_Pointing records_
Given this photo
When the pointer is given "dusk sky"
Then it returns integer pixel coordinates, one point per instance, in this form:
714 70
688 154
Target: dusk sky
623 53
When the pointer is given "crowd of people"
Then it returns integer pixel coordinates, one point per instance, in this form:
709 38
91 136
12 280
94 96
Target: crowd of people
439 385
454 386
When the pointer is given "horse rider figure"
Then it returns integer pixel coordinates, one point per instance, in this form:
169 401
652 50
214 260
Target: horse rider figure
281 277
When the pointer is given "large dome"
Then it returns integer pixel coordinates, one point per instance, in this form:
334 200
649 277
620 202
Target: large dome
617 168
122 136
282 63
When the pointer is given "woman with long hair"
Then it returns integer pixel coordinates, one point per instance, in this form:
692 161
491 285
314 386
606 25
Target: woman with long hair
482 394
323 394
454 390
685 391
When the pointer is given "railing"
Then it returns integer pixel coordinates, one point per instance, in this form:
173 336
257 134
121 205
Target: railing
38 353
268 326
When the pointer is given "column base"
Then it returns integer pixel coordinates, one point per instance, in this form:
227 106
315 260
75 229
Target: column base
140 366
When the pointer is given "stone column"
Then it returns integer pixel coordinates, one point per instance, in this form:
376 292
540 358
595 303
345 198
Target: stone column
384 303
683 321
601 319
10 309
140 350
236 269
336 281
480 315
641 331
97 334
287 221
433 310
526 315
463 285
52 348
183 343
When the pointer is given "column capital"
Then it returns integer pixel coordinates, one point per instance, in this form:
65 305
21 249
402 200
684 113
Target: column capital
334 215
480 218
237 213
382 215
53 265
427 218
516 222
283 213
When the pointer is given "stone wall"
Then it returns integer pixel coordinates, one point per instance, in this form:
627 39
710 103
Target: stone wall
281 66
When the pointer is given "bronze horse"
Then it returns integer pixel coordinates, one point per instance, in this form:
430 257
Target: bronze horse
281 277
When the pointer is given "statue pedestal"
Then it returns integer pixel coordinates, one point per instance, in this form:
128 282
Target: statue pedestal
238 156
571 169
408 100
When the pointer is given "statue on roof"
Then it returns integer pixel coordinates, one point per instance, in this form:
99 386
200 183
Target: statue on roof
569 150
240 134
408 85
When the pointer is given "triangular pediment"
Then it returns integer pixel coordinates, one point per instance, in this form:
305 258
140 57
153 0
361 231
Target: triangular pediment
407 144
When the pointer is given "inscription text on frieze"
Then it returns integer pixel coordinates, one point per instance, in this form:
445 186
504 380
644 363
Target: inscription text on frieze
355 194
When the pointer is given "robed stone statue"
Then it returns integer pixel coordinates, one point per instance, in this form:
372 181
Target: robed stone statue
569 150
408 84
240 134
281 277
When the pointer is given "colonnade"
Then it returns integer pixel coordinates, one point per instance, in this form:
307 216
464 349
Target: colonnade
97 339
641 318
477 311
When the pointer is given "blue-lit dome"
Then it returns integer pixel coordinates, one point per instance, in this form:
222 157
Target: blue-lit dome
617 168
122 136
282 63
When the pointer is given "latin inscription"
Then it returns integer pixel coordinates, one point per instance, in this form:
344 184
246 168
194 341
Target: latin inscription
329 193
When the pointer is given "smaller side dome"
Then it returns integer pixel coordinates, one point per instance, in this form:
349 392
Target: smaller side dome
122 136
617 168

_Given request_
Extract each entry in full and write it down exactly.

_Task result_
Given this photo
When the pointer is given "dusk sky"
Then it returns integer pixel coordinates, one point per instance, in this form:
714 70
688 154
Target: dusk sky
623 53
When the pointer is given "crowd of people"
Then it returns integer pixel coordinates, one point per instance, in this form:
709 38
91 136
12 280
94 96
Target: crowd of people
439 385
454 386
When the pointer is given "horse rider figure"
Then it returns integer pixel coordinates, one point per instance, in this form:
169 401
652 50
214 260
Target: horse rider figure
281 277
When the pointer is given "large dome"
Then it returns integer pixel coordinates, one point per instance, in this form:
334 200
649 277
620 202
Target: large dome
617 168
122 136
282 63
When the pointer is given "woman with long hair"
Then it returns integer pixel coordinates, one point per instance, in this form:
692 161
491 285
314 386
606 25
Target: woman with long hair
482 394
323 394
454 390
685 391
When the pointer is given "railing"
Then it returns integer pixel coordinates, one point per instance, in this form:
173 336
257 134
121 205
Target: railing
38 353
268 326
When the pointer is given "column base"
Then it returns integer pixel coordinates, one point per instance, in this form:
227 106
315 260
75 229
Target: column base
140 366
When the pointer is given "stone column"
Then it returns integer pixel coordinates, one point per instance, in this form:
376 292
540 358
595 303
345 198
Target: stone column
384 303
683 321
601 319
10 309
140 350
236 269
336 281
480 315
641 331
97 334
287 221
433 310
526 315
463 285
52 348
183 343
When the pointer is given "column capital"
Then it returns integer pixel coordinates, one point per instance, in this form:
65 305
21 249
402 200
684 113
Target: column capital
334 215
480 218
237 213
382 215
53 265
427 218
516 222
283 213
When the pointer is given "stone wall"
Then it returns integer pixel coordinates, one point per instance, in this form:
627 39
710 103
Target: stone wall
281 66
When the pointer is given "bronze horse"
Then it returns integer pixel coordinates, one point per instance, in this form:
430 257
Target: bronze horse
281 277
When the pointer is given "statue pedestal"
Then it returns integer pixel coordinates, one point per instance, in this form:
128 282
Target: statue pedestal
238 156
571 169
408 100
When the pointer is given "statue on roof"
Then it returns integer pixel coordinates, one point per instance, in this form:
99 386
200 183
Target: statue on roof
569 150
240 134
408 85
When the pointer is given "triangular pediment"
Then it returns integer pixel coordinates, one point per instance, in this form:
305 258
140 57
153 0
361 231
Target: triangular pediment
407 144
When the pointer is given "inscription text on frieze"
Then it returns integer pixel coordinates, one point per instance, in this form:
445 186
504 380
644 363
Target: inscription text on frieze
355 194
When the pointer is given "robed stone statue"
Then it returns integer pixel coordinates, one point per instance, in this form:
372 181
Target: robed stone statue
569 150
408 84
240 134
281 277
When the pointer is given "colonnade"
Then it returns integer pixel coordinates, one point per instance, in this form:
307 216
464 349
Target: colonnade
97 339
641 318
477 311
When the pointer is given "blue-lit dome"
Then it returns integer pixel coordinates, one point per instance, in this form:
222 157
Target: blue-lit dome
617 168
122 136
282 63
When the pointer is given "latin inscription"
Then it returns integer pixel coordinates, one point per instance, in this form:
344 184
246 168
194 341
Target: latin inscription
329 193
When the pointer is given "smaller side dome"
Then it returns integer pixel coordinates, one point per instance, in this form:
349 392
Target: smaller side dome
122 136
617 168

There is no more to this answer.